• 15. Normal Introduction

Motivation: You are getting ready to conquer the normal distribution and just need to set a few things in place.

Learning goals: By the end of this chapter you should be able to:

Identify the key features of a normal distribution and its parameters:
- The center: Mean ($\mu$).
- The width: Standard deviation ($\sigma$).
Explain the concept of a probability density for continuous data and how it differs from a probability mass function for discrete data.
Use R’s dnorm() function to find the probability density of a specific value from a normal distribution.
Know that the standard error, $\sigma_\bar{x}$, is the the standard deviation of the sampling distribution.
- The standard error of a sample from a normal distribution is $\sigma_\bar{x} = \frac{\sigma}{\sqrt{n}}$ where:
  - $\sigma = \frac{\Sigma(x_i-\mu)^2}{n}$ is the population standard deviation,
  - $n$ is the sample size.

SUPPLIED DATA:
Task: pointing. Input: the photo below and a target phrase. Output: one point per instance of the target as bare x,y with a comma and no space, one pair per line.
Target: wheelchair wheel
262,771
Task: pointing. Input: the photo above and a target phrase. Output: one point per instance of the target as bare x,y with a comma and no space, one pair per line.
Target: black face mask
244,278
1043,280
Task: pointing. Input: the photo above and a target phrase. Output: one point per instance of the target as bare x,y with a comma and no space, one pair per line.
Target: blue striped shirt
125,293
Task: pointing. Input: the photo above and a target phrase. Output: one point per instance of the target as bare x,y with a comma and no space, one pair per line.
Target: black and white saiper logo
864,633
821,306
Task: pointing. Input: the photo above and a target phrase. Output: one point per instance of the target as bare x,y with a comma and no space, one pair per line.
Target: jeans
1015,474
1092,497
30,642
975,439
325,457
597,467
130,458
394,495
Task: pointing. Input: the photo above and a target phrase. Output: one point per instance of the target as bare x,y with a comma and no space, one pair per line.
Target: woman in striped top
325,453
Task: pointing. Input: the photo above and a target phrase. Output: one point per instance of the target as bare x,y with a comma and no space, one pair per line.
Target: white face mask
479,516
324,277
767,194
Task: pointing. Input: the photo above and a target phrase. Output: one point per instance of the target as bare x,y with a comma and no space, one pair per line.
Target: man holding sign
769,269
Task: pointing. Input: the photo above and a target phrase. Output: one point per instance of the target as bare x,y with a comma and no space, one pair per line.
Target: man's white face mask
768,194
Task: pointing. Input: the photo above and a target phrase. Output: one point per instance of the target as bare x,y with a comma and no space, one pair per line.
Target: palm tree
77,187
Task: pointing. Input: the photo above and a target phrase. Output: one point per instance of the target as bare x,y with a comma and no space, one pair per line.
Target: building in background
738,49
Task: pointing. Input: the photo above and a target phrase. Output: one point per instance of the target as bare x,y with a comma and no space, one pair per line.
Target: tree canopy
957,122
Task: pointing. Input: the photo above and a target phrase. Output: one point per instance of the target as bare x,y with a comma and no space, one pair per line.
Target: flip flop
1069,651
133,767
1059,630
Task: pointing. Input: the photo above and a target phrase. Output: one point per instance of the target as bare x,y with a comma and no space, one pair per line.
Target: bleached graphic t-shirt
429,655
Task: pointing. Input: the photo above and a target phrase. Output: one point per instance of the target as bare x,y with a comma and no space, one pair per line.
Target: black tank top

GOAL: Reproduce word for word the part of the normal distribution excerpt that opens with the words containing "Learning goals: By" and closes with "the sampling distribution.". Rely only on the normal distribution excerpt and leave the material aside.

RESULT OF THE EXERCISE:
Learning goals: By the end of this chapter you should be able to:

Identify the key features of a normal distribution and its parameters:
- The center: Mean ($\mu$).
- The width: Standard deviation ($\sigma$).
Explain the concept of a probability density for continuous data and how it differs from a probability mass function for discrete data.
Use R’s dnorm() function to find the probability density of a specific value from a normal distribution.
Know that the standard error, $\sigma_\bar{x}$, is the the standard deviation of the sampling distribution.